==== Material for the task ====

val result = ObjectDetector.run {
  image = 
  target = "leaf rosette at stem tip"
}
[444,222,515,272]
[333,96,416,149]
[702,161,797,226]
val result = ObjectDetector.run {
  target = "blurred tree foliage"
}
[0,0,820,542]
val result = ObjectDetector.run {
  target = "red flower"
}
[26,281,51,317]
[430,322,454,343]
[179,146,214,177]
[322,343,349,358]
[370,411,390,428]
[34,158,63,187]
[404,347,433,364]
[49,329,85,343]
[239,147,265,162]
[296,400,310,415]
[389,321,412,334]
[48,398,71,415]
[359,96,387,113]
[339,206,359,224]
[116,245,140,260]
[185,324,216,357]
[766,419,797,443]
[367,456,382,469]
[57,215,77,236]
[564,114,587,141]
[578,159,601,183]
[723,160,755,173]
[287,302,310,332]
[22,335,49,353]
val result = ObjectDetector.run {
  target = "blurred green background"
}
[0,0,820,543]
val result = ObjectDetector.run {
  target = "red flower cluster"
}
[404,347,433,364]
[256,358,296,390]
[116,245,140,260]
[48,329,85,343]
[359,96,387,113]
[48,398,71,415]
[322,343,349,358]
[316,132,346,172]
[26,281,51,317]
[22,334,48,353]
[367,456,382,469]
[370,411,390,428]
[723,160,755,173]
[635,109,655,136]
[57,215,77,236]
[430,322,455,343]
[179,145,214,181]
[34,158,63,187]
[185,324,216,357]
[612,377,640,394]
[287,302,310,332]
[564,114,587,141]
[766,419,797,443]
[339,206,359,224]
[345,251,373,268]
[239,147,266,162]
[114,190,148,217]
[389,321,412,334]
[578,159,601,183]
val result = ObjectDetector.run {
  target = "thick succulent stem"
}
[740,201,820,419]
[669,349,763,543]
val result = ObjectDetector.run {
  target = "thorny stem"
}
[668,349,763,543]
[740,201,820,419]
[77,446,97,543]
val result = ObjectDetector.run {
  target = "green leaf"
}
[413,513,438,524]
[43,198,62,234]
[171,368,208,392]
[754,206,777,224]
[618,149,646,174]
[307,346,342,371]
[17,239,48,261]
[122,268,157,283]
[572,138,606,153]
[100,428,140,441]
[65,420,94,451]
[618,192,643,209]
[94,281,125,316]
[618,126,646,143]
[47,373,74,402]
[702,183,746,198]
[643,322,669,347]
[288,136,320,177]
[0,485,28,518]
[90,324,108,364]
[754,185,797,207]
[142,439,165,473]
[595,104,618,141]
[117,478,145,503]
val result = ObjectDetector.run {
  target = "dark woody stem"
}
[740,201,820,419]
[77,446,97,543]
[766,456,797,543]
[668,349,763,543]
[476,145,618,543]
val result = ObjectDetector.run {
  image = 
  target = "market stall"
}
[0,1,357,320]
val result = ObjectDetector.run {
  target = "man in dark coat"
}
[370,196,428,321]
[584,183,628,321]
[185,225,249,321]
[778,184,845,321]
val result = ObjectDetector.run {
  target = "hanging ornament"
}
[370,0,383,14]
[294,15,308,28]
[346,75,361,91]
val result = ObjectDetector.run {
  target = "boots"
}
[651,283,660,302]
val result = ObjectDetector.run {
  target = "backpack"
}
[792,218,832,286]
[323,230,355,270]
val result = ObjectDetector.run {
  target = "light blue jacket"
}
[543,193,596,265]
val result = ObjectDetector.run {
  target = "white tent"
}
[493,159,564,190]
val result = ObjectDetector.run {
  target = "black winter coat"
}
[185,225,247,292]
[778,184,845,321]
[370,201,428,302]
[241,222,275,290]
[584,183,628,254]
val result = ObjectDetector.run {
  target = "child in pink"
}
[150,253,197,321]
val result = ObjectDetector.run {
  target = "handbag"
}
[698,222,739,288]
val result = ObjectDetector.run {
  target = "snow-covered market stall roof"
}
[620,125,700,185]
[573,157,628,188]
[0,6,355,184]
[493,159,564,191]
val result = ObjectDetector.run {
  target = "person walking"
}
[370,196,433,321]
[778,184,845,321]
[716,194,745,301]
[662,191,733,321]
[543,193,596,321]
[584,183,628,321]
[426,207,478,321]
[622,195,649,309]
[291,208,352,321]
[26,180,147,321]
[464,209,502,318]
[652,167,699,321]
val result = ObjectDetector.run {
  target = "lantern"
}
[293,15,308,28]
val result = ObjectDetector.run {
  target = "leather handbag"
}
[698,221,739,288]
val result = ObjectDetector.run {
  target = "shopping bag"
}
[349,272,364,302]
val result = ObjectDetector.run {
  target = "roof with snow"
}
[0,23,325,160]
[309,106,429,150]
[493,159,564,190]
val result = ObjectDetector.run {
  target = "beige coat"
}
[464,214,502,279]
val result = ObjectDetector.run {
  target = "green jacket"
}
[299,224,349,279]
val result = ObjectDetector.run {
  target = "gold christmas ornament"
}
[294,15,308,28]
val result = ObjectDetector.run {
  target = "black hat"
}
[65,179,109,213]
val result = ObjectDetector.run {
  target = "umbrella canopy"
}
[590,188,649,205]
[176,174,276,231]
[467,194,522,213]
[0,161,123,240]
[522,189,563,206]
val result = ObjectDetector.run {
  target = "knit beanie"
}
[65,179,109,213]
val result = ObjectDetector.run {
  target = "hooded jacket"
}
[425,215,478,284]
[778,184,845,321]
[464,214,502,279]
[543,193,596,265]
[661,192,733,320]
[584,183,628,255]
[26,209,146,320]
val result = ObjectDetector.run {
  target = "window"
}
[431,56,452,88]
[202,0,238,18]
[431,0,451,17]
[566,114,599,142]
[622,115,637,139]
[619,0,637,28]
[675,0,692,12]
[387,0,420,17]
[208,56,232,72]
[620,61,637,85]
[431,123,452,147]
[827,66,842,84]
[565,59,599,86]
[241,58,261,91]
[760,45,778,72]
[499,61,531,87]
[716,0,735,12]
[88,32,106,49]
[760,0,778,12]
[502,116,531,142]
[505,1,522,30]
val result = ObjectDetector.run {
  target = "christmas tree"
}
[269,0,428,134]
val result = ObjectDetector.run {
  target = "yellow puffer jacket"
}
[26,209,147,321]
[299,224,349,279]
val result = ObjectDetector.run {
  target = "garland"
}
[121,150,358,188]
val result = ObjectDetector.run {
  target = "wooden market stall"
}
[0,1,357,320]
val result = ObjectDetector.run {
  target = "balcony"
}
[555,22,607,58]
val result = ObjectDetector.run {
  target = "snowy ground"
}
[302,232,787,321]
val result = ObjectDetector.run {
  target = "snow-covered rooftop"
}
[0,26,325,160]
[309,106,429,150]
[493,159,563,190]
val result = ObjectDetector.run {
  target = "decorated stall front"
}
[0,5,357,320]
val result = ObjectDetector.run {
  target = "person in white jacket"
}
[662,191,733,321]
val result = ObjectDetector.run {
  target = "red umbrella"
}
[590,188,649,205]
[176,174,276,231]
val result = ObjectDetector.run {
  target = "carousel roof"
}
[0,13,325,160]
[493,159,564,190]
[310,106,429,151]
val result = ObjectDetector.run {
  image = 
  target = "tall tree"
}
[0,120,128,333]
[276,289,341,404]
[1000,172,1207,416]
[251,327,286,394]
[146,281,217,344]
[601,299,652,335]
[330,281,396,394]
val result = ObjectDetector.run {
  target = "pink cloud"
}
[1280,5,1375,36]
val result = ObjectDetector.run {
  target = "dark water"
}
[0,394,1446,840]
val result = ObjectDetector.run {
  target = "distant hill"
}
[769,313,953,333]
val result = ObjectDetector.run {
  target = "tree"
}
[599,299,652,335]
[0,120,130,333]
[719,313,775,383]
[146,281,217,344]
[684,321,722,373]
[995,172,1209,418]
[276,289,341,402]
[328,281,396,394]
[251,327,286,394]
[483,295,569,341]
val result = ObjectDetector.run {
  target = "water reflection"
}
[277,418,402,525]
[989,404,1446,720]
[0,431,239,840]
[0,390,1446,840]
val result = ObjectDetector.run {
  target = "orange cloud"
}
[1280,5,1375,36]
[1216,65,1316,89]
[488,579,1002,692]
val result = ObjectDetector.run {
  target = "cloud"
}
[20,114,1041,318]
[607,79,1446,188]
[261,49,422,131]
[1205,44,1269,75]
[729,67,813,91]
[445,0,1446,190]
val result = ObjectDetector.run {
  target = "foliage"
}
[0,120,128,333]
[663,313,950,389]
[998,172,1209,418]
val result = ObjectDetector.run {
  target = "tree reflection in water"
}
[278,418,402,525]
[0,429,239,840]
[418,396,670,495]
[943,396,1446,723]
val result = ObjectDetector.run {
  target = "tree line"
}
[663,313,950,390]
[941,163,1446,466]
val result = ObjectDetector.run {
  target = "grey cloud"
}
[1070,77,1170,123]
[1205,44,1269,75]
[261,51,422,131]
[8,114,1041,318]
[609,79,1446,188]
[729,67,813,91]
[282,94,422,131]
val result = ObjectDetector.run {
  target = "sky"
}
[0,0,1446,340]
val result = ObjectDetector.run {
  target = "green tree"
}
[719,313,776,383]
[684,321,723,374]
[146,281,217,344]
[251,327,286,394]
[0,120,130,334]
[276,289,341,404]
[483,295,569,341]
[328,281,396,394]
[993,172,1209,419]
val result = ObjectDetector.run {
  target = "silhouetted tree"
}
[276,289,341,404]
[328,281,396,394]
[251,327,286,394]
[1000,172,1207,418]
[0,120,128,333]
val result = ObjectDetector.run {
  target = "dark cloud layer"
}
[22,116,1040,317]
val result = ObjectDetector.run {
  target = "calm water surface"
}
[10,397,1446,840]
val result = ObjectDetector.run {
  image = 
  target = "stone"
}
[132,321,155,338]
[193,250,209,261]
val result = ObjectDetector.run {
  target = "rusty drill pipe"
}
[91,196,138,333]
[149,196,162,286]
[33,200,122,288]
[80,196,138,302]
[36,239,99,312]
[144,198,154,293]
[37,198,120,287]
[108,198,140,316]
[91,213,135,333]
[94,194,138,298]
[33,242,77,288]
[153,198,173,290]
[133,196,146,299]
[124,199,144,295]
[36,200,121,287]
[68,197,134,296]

====

Problem requirements
Extract every line from the rows above that contains the string "pink".

Task response
  target = "child in pink"
  target = "pink cloud"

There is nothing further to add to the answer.